#### [Problem description]
Write out each of the items below word for word, line by line, in the order given.

#### [Data listing]
>>>
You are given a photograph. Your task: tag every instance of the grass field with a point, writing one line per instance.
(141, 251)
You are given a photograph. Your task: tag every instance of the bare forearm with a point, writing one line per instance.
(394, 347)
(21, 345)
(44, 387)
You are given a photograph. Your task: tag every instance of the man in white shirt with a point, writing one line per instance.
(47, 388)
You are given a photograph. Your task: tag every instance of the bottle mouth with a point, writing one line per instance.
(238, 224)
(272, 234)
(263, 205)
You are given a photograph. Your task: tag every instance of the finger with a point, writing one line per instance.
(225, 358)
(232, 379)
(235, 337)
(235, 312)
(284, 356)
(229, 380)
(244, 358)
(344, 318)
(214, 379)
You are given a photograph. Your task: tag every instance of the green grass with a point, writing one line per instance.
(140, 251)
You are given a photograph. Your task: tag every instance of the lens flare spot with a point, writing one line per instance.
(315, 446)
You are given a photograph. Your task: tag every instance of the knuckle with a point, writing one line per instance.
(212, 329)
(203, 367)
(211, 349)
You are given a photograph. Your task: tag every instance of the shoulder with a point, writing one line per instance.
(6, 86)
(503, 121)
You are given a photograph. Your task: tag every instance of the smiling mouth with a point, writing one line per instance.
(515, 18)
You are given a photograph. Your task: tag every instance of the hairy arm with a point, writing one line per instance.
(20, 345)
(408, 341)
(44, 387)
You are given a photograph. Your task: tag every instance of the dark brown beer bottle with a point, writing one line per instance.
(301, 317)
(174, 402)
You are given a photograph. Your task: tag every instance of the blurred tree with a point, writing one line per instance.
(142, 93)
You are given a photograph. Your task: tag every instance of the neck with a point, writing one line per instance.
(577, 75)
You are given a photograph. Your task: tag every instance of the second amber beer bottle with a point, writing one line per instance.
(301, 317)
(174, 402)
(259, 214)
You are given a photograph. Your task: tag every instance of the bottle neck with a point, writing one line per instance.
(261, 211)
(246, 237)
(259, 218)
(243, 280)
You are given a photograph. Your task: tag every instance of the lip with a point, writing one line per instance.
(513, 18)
<<<
#### [Correct result]
You are given a photograph. Your task: tag every instance of the grass field with a point, writing one line per instance.
(141, 251)
You are given a photograph. Your task: tag every instance of the bare forearm with a point, writing one line per instance.
(394, 347)
(21, 345)
(44, 387)
You are given a photograph. Your task: tag every instance of the man in white shirt with a point, writing one line per instance.
(47, 388)
You are given a photograph. Your task: tag every instance of the bottle mouth with a point, writing one line per instance.
(238, 224)
(272, 234)
(263, 205)
You are given a photograph. Your task: tag every instance of the finger with a point, writing one line per instance.
(225, 358)
(232, 379)
(235, 337)
(235, 312)
(284, 356)
(229, 380)
(244, 358)
(344, 318)
(214, 379)
You are given a photograph. Your task: tag every instance of the green grass with a point, writing one line per instance.
(140, 251)
You are given a photograph. Your task: tag every instance of the lens flare spot with a point, writing one line per instance.
(315, 446)
You are given a photograph. Your task: tag every instance of the knuckle with a point, writing one line per instance.
(212, 329)
(203, 367)
(211, 349)
You are given a photograph. Your task: tag every instance of the shoulder with a point, writing one line per instance.
(6, 86)
(503, 121)
You are given a photograph. Your task: tag every instance of the smiling mouth with a point, writing one line per instance.
(515, 18)
You are given a photograph. Your task: tag every instance of the hairy arm with a point, writing one line per instance.
(20, 345)
(408, 341)
(44, 387)
You are given a photograph. Your task: tag every instance of the dark brown beer bottle with a point, writing one line per instance.
(301, 317)
(174, 402)
You are given a photograph. Your task: tag every instance of the blurred tree with a point, writing one line per instance.
(142, 93)
You are given a photograph. Your task: tag every instance of the neck with a point, writing one line per instance.
(577, 75)
You are given a photograph. Your task: tag every instance of the second amber beer bottle with a point, writing one line per instance.
(301, 317)
(174, 402)
(259, 214)
You are given a photograph. Your task: tag every instance of the bottle neck with a point, writing one line per instance.
(261, 211)
(246, 237)
(259, 218)
(243, 280)
You are given a photograph. Your task: tag every instance of the lip with a point, writing one line per instance.
(513, 18)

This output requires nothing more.